◆ AIM OF THE EXERCISE ◆
Format every line of these items as a JSON list of strings, one string per line, leaving out blank lines.

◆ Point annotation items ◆

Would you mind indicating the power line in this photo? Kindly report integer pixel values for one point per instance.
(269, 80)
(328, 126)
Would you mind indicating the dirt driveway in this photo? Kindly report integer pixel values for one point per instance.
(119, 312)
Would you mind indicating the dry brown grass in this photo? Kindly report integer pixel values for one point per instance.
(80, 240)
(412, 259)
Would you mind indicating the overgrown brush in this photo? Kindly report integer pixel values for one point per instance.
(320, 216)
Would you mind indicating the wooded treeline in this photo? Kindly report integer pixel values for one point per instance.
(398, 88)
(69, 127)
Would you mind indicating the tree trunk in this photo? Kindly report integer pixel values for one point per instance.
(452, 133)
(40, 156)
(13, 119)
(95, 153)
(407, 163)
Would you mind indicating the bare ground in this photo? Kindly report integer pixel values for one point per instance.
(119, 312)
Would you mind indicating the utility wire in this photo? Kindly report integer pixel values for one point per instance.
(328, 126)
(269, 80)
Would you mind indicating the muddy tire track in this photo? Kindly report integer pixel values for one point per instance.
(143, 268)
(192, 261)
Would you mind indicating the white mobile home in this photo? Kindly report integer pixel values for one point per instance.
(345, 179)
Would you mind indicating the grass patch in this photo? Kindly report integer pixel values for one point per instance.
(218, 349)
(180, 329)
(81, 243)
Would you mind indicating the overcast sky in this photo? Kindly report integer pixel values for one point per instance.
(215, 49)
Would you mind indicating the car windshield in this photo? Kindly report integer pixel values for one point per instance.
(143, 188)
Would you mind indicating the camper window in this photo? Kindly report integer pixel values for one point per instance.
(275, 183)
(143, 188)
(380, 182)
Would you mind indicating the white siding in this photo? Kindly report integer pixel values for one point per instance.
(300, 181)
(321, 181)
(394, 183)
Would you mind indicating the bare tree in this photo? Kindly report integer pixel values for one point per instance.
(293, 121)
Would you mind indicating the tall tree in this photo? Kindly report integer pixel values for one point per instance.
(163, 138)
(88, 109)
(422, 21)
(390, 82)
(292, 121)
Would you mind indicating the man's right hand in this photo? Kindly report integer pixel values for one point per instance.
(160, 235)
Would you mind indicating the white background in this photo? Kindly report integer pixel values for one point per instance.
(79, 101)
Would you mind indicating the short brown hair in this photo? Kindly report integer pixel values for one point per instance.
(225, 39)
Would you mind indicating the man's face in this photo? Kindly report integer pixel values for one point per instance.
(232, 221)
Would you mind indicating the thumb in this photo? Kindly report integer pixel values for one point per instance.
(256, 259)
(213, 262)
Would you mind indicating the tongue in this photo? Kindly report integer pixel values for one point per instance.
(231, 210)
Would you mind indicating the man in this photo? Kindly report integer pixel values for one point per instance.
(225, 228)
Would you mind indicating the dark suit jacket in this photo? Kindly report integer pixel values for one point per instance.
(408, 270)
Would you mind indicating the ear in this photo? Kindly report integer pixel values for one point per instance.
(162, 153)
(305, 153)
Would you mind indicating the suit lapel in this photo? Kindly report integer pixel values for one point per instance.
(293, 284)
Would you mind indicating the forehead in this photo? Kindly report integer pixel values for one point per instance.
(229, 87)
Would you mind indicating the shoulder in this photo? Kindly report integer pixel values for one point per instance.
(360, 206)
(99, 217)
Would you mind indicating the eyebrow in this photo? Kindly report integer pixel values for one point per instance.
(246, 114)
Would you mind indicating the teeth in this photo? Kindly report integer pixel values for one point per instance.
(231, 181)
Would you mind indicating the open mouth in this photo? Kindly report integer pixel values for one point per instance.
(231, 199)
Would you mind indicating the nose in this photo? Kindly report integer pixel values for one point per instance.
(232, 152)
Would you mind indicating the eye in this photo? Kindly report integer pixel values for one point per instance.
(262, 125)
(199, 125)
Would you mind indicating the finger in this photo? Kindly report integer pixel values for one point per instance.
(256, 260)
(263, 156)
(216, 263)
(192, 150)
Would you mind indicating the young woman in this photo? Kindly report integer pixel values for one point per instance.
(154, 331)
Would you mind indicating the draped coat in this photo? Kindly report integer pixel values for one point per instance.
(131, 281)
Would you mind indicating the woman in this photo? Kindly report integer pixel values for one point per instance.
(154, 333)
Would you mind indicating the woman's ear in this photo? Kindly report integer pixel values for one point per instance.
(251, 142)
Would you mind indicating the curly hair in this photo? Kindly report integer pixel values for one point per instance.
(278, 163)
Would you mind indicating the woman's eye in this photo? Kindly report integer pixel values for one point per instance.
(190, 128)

◆ WRITTEN REPLY ◆
[
  "Would you mind indicating the power line in this photo? Kindly report integer pixel values for one point per instance.",
  "(269, 80)",
  "(328, 126)",
  "Would you mind indicating the dirt driveway in this photo? Kindly report integer pixel values for one point per instance.",
  "(119, 312)",
  "Would you mind indicating the dry brown grass in this photo? Kindly report integer pixel values for one point per instance.",
  "(80, 240)",
  "(412, 259)",
  "Would you mind indicating the overgrown brush in this photo? Kindly report integer pixel values for one point per instance.",
  "(320, 216)",
  "Would you mind indicating the wooded treeline in this photo? Kindly report integer pixel values for one point per instance.",
  "(398, 88)",
  "(69, 127)",
  "Would you mind indicating the tree trunk in this photo? Kindly report integer pixel values for one point per instance.",
  "(452, 133)",
  "(40, 156)",
  "(13, 119)",
  "(95, 153)",
  "(407, 163)",
  "Would you mind indicating the bare ground in this photo? Kindly report integer pixel values for one point per instance.",
  "(119, 312)",
  "Would you mind indicating the utility wire in this photo? Kindly report integer pixel values for one point per instance.",
  "(328, 126)",
  "(269, 80)",
  "Would you mind indicating the muddy tire track in this photo? Kindly report integer pixel values for one point per instance.",
  "(143, 268)",
  "(192, 261)",
  "Would you mind indicating the white mobile home in this photo? Kindly report integer pixel values for one point per instance.",
  "(345, 179)",
  "Would you mind indicating the grass patch in this photo? Kindly report integer pixel values for one point per instance.",
  "(218, 349)",
  "(180, 329)",
  "(81, 243)",
  "Would you mind indicating the overcast sky in this photo? Kindly report integer pixel values for one point per instance.",
  "(215, 49)",
  "Would you mind indicating the car windshield in this photo? Kindly report integer pixel values for one point per instance.",
  "(143, 188)",
  "Would you mind indicating the camper window in this photo? Kindly report integer pixel values for one point per instance.",
  "(275, 183)",
  "(143, 188)",
  "(380, 182)",
  "Would you mind indicating the white siding in this photo? Kindly report integer pixel values for one point per instance.",
  "(300, 181)",
  "(321, 181)",
  "(394, 183)",
  "Would you mind indicating the bare tree in this photo? Kindly report integer pixel values for one point per instance.",
  "(293, 121)",
  "Would you mind indicating the tall tree in this photo? Kindly report integer pixel values for one point per instance.",
  "(163, 138)",
  "(88, 109)",
  "(422, 21)",
  "(390, 82)",
  "(292, 121)",
  "Would you mind indicating the man's right hand in this photo? Kindly report integer pixel values for one point per instance.",
  "(160, 235)",
  "Would you mind indicating the white background in this photo? Kindly report integer pixel values for one point per instance.",
  "(79, 101)",
  "Would you mind indicating the short brown hair in this photo? Kindly report integer pixel values for one point per instance.",
  "(225, 39)",
  "Would you mind indicating the man's face in this photo? Kindly report integer pixel values for one point per instance.",
  "(232, 221)",
  "Would you mind indicating the thumb in this photo? Kindly report integer pixel values for one point per instance.",
  "(256, 259)",
  "(213, 262)",
  "Would you mind indicating the tongue in this photo? Kindly report integer pixel values for one point per instance.",
  "(231, 210)",
  "Would you mind indicating the man in this photo? Kindly report integer pixel values for one point per instance.",
  "(225, 228)",
  "Would you mind indicating the dark suit jacket in this photo? Kindly report integer pixel values for one point per instance.",
  "(408, 270)",
  "Would you mind indicating the ear in this photo? Kindly report integer pixel values for one point per instance.",
  "(162, 153)",
  "(305, 153)",
  "Would you mind indicating the suit lapel in this photo? Kindly report integer pixel values for one point per instance.",
  "(293, 284)",
  "Would you mind indicating the forehead in this photo? Kindly report integer pixel values for one point per instance.",
  "(229, 87)",
  "Would you mind indicating the shoulder in this photo? Kindly report integer pixel values for one point per instance.",
  "(360, 206)",
  "(99, 217)",
  "Would you mind indicating the eyebrow in this photo? Kindly report integer pixel values for one point per instance.",
  "(246, 114)",
  "Would you mind indicating the teeth in this photo? Kindly report integer pixel values for one point per instance.",
  "(231, 181)",
  "Would you mind indicating the open mouth in this photo? Kindly report integer pixel values for one point per instance.",
  "(231, 199)",
  "Would you mind indicating the nose in this photo? Kindly report integer pixel values for one point per instance.",
  "(232, 152)",
  "Would you mind indicating the eye in this photo? Kindly report integer pixel values for one point per instance.",
  "(262, 125)",
  "(199, 125)",
  "Would you mind indicating the finger in this photo? Kindly report integer pixel values for one point per instance.",
  "(256, 260)",
  "(263, 156)",
  "(216, 263)",
  "(192, 150)",
  "Would you mind indicating the young woman in this photo? Kindly report integer pixel values for one point per instance.",
  "(154, 331)",
  "Would you mind indicating the draped coat in this photo? Kindly report integer pixel values for one point per instance.",
  "(131, 281)",
  "Would you mind indicating the woman in this photo? Kindly report integer pixel values for one point per instance.",
  "(154, 333)",
  "Would you mind indicating the woman's ear in this photo? Kindly report integer pixel values for one point per instance.",
  "(251, 142)",
  "Would you mind indicating the curly hair in this photo? Kindly report integer pixel values for one point per instance.",
  "(278, 163)",
  "Would you mind indicating the woman's eye in this photo? Kindly report integer pixel values for one point per instance.",
  "(190, 128)"
]